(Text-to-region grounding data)
● ● ● ● ● ● ●
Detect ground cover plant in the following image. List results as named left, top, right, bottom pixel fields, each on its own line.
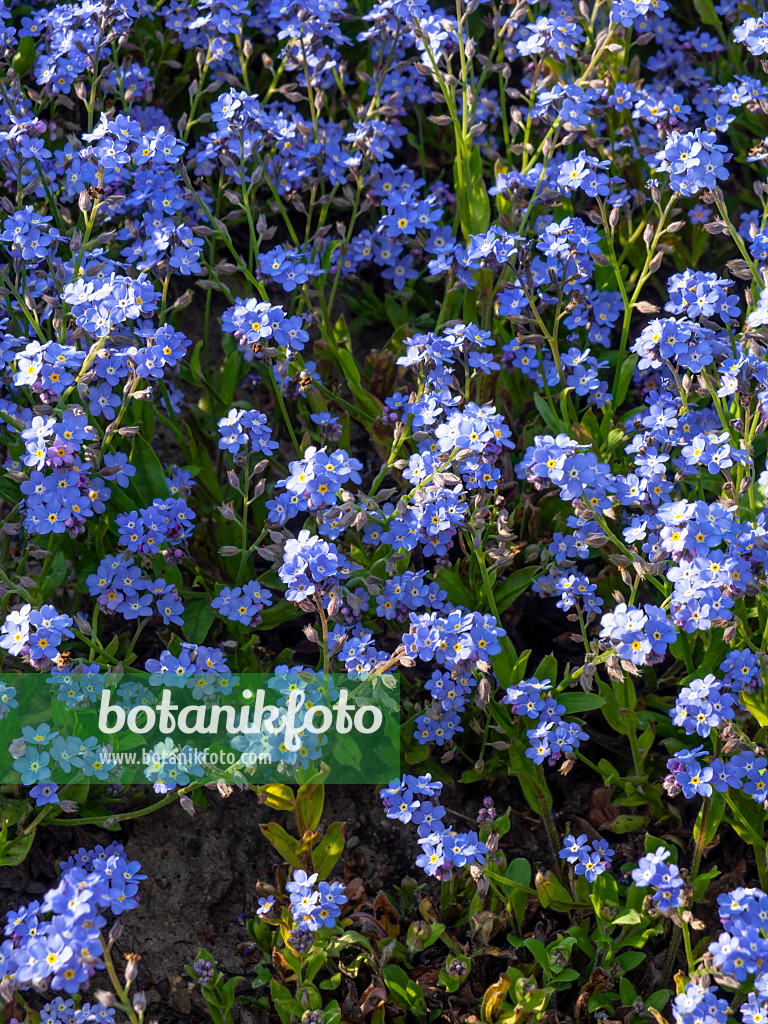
left=4, top=0, right=768, bottom=1020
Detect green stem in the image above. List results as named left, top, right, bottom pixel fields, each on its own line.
left=99, top=934, right=142, bottom=1024
left=54, top=783, right=202, bottom=826
left=663, top=796, right=711, bottom=985
left=535, top=763, right=564, bottom=884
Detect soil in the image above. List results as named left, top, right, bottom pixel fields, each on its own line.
left=0, top=761, right=563, bottom=1023
left=0, top=583, right=641, bottom=1024
left=0, top=703, right=750, bottom=1024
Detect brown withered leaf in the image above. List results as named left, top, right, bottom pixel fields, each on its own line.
left=349, top=913, right=389, bottom=940
left=575, top=968, right=611, bottom=1024
left=343, top=876, right=366, bottom=909
left=587, top=786, right=615, bottom=827
left=358, top=983, right=386, bottom=1016
left=271, top=948, right=289, bottom=979
left=373, top=891, right=400, bottom=938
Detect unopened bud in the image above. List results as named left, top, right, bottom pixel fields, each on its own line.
left=470, top=864, right=489, bottom=895
left=330, top=633, right=348, bottom=655
left=124, top=953, right=141, bottom=984
left=94, top=991, right=116, bottom=1008
left=406, top=921, right=430, bottom=954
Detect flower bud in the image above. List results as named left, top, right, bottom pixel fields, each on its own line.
left=124, top=953, right=141, bottom=984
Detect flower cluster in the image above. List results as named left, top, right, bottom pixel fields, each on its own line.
left=286, top=869, right=347, bottom=933
left=218, top=410, right=279, bottom=456
left=278, top=530, right=355, bottom=603
left=631, top=847, right=685, bottom=911
left=672, top=886, right=768, bottom=1024
left=380, top=773, right=488, bottom=879
left=503, top=678, right=588, bottom=765
left=0, top=604, right=74, bottom=666
left=558, top=834, right=614, bottom=883
left=1, top=843, right=143, bottom=997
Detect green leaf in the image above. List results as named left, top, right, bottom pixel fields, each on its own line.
left=535, top=654, right=558, bottom=684
left=613, top=354, right=639, bottom=408
left=323, top=931, right=375, bottom=959
left=504, top=858, right=532, bottom=929
left=39, top=550, right=68, bottom=600
left=646, top=990, right=673, bottom=1011
left=258, top=784, right=295, bottom=811
left=384, top=293, right=407, bottom=328
left=455, top=145, right=490, bottom=239
left=558, top=692, right=606, bottom=713
left=383, top=964, right=427, bottom=1019
left=313, top=822, right=345, bottom=880
left=616, top=950, right=645, bottom=971
left=533, top=392, right=563, bottom=434
left=257, top=599, right=304, bottom=632
left=467, top=146, right=490, bottom=235
left=189, top=340, right=204, bottom=381
left=612, top=909, right=643, bottom=926
left=270, top=980, right=300, bottom=1024
left=246, top=917, right=274, bottom=953
left=435, top=568, right=474, bottom=609
left=694, top=793, right=724, bottom=847
left=332, top=349, right=382, bottom=421
left=553, top=969, right=579, bottom=986
left=693, top=0, right=726, bottom=37
left=603, top=814, right=649, bottom=834
left=741, top=689, right=768, bottom=727
left=523, top=937, right=550, bottom=970
left=596, top=680, right=630, bottom=735
left=597, top=758, right=621, bottom=786
left=692, top=864, right=720, bottom=902
left=184, top=598, right=216, bottom=644
left=220, top=351, right=241, bottom=408
left=495, top=566, right=542, bottom=614
left=592, top=871, right=618, bottom=908
left=507, top=738, right=547, bottom=815
left=295, top=784, right=324, bottom=834
left=185, top=434, right=222, bottom=504
left=12, top=36, right=35, bottom=76
left=535, top=872, right=576, bottom=913
left=619, top=978, right=637, bottom=1005
left=128, top=434, right=170, bottom=507
left=259, top=822, right=303, bottom=868
left=0, top=825, right=34, bottom=868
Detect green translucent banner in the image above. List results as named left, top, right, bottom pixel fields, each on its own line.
left=0, top=667, right=400, bottom=788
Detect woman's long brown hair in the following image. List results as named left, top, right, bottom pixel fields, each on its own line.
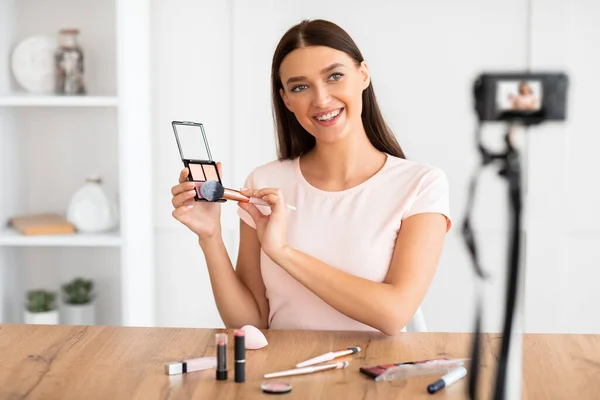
left=271, top=19, right=406, bottom=160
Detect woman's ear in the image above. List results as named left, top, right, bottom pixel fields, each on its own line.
left=359, top=61, right=370, bottom=90
left=279, top=88, right=293, bottom=112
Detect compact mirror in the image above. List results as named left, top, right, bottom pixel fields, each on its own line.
left=172, top=120, right=212, bottom=162
left=171, top=120, right=225, bottom=202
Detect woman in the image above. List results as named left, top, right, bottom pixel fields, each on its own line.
left=509, top=81, right=539, bottom=111
left=171, top=19, right=451, bottom=335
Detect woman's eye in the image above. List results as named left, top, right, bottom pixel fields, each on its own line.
left=291, top=84, right=308, bottom=92
left=329, top=72, right=344, bottom=81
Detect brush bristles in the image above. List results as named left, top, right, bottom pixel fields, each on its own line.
left=199, top=180, right=225, bottom=201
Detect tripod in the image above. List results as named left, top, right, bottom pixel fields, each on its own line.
left=462, top=123, right=524, bottom=400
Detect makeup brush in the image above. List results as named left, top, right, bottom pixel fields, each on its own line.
left=199, top=180, right=296, bottom=211
left=295, top=346, right=361, bottom=368
left=264, top=361, right=350, bottom=379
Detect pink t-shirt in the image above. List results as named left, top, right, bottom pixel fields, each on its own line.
left=237, top=153, right=452, bottom=332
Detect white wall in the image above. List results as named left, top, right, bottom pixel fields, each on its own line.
left=524, top=0, right=600, bottom=333
left=152, top=0, right=600, bottom=333
left=151, top=0, right=233, bottom=328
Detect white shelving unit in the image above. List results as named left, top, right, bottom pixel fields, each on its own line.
left=0, top=94, right=118, bottom=107
left=0, top=0, right=154, bottom=327
left=0, top=229, right=122, bottom=247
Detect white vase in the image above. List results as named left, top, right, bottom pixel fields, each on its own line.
left=60, top=302, right=96, bottom=325
left=67, top=176, right=118, bottom=233
left=24, top=309, right=59, bottom=325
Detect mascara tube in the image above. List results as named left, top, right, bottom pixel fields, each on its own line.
left=216, top=333, right=227, bottom=380
left=234, top=330, right=246, bottom=382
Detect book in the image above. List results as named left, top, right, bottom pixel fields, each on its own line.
left=8, top=213, right=76, bottom=236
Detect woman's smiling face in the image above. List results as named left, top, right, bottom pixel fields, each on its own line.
left=278, top=45, right=370, bottom=144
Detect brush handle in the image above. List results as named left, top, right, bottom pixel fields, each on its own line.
left=249, top=197, right=296, bottom=211
left=296, top=352, right=335, bottom=368
left=222, top=187, right=296, bottom=211
left=264, top=361, right=347, bottom=378
left=296, top=346, right=360, bottom=368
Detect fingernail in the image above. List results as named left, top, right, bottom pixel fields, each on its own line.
left=240, top=187, right=248, bottom=191
left=187, top=205, right=194, bottom=209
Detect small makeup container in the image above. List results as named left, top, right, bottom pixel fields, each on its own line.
left=261, top=381, right=292, bottom=394
left=234, top=329, right=246, bottom=383
left=171, top=121, right=225, bottom=202
left=216, top=333, right=228, bottom=380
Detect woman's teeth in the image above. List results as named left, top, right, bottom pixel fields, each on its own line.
left=315, top=109, right=341, bottom=121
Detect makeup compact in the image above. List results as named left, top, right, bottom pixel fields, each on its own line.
left=171, top=120, right=225, bottom=202
left=261, top=381, right=292, bottom=394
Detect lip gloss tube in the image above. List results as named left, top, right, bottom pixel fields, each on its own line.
left=164, top=356, right=216, bottom=375
left=216, top=333, right=228, bottom=380
left=234, top=330, right=246, bottom=382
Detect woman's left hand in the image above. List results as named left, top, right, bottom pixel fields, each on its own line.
left=238, top=188, right=289, bottom=259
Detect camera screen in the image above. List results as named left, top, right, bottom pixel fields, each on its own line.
left=496, top=80, right=542, bottom=113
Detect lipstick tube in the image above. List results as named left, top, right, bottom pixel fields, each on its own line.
left=234, top=330, right=246, bottom=382
left=216, top=333, right=227, bottom=380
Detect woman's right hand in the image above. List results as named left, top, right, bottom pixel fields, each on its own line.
left=171, top=162, right=223, bottom=241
● ● ● ● ● ● ●
§ YOUR INSTRUCTIONS: Output the line containing "Detect camera screen" together with all later lines of the entries, exactly as written, through the final line.

§ ANSWER BOX:
Detect camera screen in the image above. List results as named left, top, right, bottom pixel fields, each on its own line.
left=496, top=80, right=542, bottom=113
Detect lipstick tube in the image above. List results as named left, top, right, bottom pixel fields, each on its own line.
left=234, top=330, right=246, bottom=382
left=216, top=333, right=227, bottom=380
Detect woman's right hand in the image above. List results as named left, top, right, bottom pixel fields, each on its own line.
left=171, top=162, right=223, bottom=241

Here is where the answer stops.